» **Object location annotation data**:
################
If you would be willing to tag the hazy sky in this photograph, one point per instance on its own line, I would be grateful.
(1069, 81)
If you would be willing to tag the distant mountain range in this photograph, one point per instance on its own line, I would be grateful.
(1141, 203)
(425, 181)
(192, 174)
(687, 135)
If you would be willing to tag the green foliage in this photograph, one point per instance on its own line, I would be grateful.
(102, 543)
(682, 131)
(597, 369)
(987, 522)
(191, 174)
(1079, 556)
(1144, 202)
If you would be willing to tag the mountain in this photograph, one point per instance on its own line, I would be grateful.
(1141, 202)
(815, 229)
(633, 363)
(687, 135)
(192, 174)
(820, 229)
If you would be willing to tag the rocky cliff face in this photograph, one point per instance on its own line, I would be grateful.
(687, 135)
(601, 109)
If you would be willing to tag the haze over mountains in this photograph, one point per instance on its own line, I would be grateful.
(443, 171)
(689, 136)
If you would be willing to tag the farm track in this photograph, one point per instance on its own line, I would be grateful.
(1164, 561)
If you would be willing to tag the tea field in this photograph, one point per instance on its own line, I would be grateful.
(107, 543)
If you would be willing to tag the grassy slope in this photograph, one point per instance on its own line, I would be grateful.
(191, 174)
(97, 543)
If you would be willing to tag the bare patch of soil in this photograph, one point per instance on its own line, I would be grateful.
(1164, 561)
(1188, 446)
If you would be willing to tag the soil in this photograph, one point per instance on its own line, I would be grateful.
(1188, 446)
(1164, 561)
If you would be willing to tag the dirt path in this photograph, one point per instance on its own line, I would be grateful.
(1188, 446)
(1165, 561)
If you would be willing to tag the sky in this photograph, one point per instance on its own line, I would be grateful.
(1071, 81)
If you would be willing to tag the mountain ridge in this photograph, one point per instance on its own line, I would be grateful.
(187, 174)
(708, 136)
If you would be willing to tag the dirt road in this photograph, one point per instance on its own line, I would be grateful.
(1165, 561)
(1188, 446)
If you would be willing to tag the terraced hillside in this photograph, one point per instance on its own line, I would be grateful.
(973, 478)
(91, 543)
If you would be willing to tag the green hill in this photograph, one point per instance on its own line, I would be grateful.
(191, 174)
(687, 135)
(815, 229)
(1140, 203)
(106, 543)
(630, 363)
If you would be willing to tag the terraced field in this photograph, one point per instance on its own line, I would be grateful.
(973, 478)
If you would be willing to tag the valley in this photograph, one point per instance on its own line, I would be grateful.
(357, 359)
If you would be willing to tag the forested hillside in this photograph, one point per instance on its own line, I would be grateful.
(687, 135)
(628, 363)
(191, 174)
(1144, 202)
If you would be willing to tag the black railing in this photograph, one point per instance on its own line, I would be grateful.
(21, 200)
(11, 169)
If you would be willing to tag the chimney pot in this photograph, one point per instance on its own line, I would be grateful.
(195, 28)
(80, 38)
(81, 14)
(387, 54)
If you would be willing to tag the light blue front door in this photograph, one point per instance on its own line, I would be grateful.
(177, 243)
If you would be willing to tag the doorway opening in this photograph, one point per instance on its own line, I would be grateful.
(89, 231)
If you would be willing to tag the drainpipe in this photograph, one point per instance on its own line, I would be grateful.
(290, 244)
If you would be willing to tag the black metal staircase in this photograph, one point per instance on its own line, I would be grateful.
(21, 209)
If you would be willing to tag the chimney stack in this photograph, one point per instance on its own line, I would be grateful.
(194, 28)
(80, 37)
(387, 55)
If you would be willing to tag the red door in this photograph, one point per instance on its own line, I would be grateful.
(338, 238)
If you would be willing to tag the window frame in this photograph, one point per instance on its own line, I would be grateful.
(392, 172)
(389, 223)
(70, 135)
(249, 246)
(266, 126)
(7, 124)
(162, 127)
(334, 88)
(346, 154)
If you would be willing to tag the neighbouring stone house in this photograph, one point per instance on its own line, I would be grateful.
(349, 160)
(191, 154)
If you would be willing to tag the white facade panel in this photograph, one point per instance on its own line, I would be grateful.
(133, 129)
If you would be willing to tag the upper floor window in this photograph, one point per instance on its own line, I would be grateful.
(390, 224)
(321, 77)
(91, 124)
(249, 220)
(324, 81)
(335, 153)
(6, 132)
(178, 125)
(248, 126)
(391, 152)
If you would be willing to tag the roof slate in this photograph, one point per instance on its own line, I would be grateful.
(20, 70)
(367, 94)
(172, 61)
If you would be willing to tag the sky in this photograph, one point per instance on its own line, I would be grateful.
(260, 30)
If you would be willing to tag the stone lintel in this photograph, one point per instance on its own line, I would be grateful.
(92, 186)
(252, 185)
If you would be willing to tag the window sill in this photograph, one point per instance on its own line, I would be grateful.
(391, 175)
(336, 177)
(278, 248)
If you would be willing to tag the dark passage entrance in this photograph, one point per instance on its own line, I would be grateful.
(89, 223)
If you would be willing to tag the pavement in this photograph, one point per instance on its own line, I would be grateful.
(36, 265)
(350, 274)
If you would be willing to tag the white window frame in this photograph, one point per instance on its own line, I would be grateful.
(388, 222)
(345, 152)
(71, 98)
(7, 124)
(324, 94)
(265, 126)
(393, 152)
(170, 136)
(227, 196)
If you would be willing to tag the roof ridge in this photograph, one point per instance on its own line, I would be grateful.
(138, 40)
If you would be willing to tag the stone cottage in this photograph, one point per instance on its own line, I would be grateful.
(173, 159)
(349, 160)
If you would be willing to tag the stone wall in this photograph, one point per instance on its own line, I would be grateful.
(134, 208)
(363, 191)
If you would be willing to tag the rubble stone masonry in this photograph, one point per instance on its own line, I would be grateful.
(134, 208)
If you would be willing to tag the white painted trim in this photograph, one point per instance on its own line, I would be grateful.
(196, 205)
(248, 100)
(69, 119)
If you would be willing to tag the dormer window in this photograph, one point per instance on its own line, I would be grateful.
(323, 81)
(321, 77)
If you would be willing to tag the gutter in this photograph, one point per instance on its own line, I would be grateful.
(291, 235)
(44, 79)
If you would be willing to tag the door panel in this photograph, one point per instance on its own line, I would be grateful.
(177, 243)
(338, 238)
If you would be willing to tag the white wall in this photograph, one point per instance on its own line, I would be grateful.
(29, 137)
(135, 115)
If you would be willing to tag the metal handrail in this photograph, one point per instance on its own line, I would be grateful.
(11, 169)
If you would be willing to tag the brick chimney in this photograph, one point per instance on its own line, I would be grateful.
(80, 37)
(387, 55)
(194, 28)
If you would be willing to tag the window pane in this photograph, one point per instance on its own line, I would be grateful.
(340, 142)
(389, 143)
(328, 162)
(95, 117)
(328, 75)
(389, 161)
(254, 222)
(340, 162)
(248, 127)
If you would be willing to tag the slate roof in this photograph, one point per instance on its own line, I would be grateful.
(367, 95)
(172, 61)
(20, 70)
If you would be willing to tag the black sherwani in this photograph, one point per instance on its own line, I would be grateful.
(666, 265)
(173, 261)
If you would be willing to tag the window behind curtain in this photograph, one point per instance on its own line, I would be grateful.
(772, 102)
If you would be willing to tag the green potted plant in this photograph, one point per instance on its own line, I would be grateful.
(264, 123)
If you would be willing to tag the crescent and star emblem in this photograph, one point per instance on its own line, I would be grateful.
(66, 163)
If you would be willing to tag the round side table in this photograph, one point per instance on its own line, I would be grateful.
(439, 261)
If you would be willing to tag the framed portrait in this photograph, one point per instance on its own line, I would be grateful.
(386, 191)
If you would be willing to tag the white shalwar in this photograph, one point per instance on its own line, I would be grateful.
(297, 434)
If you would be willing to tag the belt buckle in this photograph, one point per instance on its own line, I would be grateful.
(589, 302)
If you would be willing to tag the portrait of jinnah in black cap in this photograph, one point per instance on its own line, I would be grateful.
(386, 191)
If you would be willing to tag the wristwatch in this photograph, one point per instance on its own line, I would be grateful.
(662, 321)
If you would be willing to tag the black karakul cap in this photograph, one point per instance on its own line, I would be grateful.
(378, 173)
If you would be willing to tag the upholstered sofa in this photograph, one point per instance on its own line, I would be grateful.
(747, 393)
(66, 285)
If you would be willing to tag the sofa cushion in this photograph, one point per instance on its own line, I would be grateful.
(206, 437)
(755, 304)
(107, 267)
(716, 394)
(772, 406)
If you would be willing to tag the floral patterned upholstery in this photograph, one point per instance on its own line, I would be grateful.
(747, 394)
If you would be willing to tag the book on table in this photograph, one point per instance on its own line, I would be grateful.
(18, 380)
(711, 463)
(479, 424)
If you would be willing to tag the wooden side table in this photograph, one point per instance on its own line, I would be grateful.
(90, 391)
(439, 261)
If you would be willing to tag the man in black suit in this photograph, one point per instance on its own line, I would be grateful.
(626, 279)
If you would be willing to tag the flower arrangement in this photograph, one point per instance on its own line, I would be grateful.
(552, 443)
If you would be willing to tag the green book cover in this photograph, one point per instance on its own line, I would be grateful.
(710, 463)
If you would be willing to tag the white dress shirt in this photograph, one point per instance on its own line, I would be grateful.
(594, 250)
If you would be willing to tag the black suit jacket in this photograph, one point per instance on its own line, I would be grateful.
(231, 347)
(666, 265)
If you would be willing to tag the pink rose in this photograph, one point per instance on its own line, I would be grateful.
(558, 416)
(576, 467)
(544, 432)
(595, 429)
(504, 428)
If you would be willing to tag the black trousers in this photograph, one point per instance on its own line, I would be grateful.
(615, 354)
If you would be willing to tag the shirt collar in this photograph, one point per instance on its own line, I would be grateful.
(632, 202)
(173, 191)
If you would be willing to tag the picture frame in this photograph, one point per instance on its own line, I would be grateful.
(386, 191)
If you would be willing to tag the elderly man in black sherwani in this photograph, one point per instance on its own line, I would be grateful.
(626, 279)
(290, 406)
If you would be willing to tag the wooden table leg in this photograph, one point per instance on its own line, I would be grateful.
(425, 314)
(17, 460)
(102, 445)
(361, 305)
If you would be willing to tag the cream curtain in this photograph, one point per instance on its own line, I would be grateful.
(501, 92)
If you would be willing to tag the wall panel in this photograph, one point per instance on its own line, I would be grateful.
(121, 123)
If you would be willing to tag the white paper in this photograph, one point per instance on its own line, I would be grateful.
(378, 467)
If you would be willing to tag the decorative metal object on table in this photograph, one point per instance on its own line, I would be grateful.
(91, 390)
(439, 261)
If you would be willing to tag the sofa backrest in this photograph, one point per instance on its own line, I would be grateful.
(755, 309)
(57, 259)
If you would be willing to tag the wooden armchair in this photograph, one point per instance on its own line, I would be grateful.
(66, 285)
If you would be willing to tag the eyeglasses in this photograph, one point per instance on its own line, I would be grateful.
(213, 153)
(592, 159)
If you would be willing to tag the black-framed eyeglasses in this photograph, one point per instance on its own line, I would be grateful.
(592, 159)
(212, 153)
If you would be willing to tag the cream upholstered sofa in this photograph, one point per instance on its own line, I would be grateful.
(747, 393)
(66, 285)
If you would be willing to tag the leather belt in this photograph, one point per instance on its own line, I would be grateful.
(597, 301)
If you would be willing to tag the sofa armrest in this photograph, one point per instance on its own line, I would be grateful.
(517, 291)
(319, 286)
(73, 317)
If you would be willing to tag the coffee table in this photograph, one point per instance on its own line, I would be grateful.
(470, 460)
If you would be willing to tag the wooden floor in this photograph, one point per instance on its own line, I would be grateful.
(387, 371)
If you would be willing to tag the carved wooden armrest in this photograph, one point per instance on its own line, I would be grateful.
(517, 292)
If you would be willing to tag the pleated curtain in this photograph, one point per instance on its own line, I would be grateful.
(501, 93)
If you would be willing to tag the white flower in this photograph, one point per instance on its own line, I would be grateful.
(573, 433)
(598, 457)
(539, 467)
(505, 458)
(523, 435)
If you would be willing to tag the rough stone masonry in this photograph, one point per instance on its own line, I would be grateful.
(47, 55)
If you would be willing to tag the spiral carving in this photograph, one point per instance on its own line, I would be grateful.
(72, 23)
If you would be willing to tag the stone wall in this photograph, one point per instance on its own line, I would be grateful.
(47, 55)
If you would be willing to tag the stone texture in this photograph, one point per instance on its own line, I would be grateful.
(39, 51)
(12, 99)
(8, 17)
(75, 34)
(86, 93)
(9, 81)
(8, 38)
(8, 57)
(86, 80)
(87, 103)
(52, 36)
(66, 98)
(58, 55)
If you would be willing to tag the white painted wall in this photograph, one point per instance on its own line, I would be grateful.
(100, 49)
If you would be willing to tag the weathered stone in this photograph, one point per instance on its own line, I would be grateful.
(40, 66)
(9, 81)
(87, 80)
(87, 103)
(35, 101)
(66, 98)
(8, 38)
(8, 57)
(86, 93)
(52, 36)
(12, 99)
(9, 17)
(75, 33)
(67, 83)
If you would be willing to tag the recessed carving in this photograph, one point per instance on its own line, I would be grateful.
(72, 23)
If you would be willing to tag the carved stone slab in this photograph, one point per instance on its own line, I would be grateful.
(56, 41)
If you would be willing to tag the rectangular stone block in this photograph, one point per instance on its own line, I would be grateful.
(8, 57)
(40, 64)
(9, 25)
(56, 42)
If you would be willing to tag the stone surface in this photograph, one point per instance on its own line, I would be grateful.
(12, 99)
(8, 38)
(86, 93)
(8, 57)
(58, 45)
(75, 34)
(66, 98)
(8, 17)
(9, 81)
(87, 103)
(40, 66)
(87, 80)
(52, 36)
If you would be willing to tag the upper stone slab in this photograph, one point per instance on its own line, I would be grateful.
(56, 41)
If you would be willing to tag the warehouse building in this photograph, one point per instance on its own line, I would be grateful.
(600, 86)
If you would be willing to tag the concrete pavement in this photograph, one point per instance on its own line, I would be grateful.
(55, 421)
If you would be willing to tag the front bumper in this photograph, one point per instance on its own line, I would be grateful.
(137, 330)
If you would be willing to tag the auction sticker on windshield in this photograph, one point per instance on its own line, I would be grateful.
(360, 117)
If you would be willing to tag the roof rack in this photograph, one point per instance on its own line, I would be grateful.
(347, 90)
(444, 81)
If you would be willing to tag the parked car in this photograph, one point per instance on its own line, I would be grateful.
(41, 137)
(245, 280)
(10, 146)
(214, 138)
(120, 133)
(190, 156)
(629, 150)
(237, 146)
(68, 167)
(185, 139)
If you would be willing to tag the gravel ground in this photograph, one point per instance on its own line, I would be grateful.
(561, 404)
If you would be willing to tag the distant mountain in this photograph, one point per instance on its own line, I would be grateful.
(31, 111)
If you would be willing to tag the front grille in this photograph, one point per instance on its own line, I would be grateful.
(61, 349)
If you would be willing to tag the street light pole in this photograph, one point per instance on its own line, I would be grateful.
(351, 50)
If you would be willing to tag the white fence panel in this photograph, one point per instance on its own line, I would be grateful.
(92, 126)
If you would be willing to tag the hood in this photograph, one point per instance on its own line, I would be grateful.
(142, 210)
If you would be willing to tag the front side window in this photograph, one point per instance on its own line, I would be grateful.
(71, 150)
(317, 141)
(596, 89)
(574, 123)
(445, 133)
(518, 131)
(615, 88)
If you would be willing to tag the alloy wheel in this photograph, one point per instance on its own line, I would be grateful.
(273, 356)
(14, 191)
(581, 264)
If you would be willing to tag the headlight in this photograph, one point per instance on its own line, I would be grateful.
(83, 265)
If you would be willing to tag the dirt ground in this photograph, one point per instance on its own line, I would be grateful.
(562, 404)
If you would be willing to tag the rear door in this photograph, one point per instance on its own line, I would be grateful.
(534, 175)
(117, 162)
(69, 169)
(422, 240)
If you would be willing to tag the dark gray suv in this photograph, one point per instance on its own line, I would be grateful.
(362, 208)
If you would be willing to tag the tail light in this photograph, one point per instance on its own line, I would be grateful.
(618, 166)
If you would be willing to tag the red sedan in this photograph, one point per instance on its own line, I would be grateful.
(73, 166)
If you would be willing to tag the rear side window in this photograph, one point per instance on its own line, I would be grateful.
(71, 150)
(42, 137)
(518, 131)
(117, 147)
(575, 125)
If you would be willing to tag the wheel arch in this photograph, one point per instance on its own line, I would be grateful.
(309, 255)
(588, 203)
################
» **Job**: Write the lines out verbatim, from the one with "If you would be willing to tag the tail" through the last line of the entries, and stop there.

» **Problem solution**:
If you would be willing to tag the tail light in this photograph, one point per instance on its own line, I would be grateful.
(618, 166)
If you would be willing to tag the red sedan in this photograph, one point per instance on its own line, I would be grateful.
(73, 166)
If you would be willing to tag the rear side window in this photograph, one point per instance on its own line, I would be grateful.
(71, 150)
(42, 137)
(518, 131)
(117, 147)
(575, 125)
If you would be willing to tag the wheel arch in this photograph, one point per instance on its own line, I would be grateful.
(309, 255)
(588, 203)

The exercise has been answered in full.